Task description: Pull out every line in the data below that contains the string "grass". Case counts.

Data listing:
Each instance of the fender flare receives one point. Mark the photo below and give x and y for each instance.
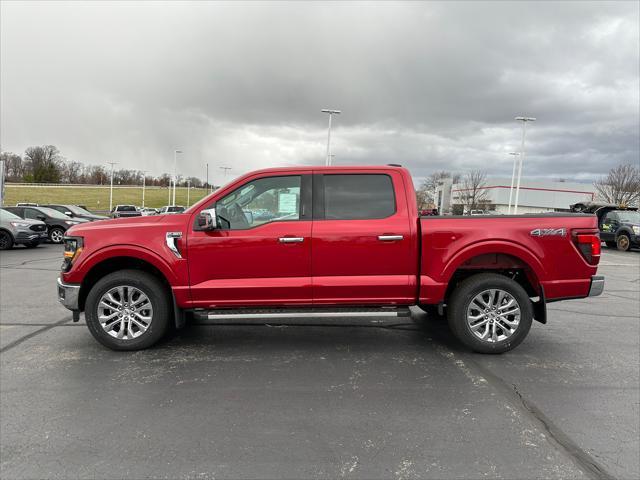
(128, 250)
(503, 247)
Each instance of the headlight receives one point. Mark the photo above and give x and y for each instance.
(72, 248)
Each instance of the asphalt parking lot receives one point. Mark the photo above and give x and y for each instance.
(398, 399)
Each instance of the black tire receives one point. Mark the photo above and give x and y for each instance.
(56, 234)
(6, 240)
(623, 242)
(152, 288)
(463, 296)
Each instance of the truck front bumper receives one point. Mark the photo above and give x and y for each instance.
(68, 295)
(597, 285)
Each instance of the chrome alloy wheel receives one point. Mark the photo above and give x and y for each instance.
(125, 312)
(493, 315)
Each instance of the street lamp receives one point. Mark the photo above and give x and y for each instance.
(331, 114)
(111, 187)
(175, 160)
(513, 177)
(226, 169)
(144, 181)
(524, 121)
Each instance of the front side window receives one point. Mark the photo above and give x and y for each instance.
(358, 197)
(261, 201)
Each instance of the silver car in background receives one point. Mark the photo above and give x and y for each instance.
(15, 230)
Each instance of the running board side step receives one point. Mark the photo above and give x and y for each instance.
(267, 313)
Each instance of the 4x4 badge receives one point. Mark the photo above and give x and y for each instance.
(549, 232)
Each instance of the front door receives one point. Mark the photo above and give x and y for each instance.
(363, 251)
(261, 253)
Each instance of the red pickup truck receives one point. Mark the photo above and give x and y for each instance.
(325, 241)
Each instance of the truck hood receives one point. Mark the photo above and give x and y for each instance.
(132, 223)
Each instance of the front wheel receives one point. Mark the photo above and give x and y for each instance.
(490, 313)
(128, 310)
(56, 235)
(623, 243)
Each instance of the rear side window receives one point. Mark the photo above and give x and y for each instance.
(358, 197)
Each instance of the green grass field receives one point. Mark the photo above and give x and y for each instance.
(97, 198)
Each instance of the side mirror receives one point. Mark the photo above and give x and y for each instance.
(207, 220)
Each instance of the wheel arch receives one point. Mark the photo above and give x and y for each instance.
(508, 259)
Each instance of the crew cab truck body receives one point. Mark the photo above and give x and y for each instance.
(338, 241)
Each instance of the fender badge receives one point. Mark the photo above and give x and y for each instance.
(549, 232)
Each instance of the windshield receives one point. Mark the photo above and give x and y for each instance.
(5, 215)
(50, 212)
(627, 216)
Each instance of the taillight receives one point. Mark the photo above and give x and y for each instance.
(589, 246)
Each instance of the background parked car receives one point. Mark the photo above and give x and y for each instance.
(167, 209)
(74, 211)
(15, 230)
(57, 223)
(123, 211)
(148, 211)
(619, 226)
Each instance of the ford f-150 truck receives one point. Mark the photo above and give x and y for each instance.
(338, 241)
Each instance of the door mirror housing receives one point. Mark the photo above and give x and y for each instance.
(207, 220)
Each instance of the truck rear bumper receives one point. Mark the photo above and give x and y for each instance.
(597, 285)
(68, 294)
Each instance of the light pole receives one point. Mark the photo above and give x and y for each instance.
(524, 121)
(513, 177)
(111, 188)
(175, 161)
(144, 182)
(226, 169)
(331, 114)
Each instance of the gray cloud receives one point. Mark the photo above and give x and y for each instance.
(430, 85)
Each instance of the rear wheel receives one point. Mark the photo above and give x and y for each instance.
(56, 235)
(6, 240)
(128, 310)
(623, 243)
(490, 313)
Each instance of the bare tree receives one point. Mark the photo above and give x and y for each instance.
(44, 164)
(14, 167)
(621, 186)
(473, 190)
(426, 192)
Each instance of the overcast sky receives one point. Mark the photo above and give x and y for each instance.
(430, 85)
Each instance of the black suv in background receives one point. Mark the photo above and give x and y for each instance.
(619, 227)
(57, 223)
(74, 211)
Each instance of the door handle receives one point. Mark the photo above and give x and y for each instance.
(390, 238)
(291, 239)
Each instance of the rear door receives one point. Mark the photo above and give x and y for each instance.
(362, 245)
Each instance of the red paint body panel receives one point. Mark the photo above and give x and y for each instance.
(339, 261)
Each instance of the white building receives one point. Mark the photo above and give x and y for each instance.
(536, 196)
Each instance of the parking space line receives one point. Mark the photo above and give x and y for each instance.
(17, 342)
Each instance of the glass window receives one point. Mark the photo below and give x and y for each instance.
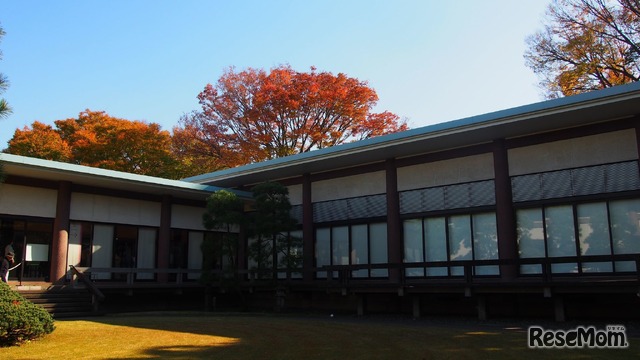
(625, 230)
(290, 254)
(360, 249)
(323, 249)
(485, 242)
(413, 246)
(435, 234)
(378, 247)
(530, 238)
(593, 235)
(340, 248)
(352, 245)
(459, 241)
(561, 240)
==
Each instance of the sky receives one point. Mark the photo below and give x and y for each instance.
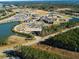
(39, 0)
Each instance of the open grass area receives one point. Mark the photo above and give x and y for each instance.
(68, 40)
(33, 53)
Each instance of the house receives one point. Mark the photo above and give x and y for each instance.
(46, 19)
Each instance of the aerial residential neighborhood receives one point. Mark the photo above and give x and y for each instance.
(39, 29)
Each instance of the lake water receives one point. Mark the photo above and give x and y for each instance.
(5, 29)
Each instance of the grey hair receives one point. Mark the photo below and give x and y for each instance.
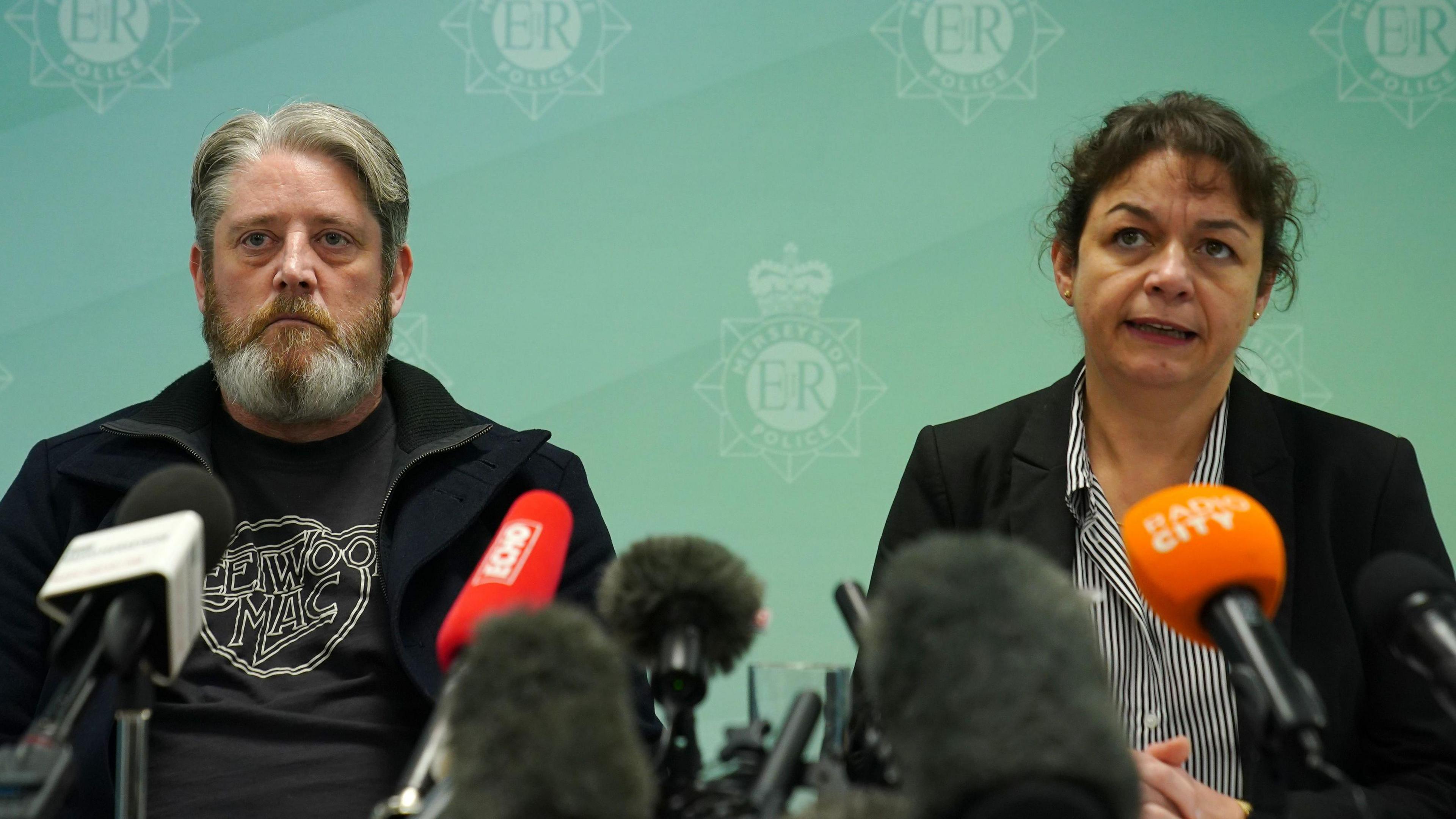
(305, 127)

The answer:
Each instance of the green grass field receives one point. Mark the photo above and give x and y for each instance.
Each instance of the open grass area receives one point. Mark the photo above and give x and y for each instance.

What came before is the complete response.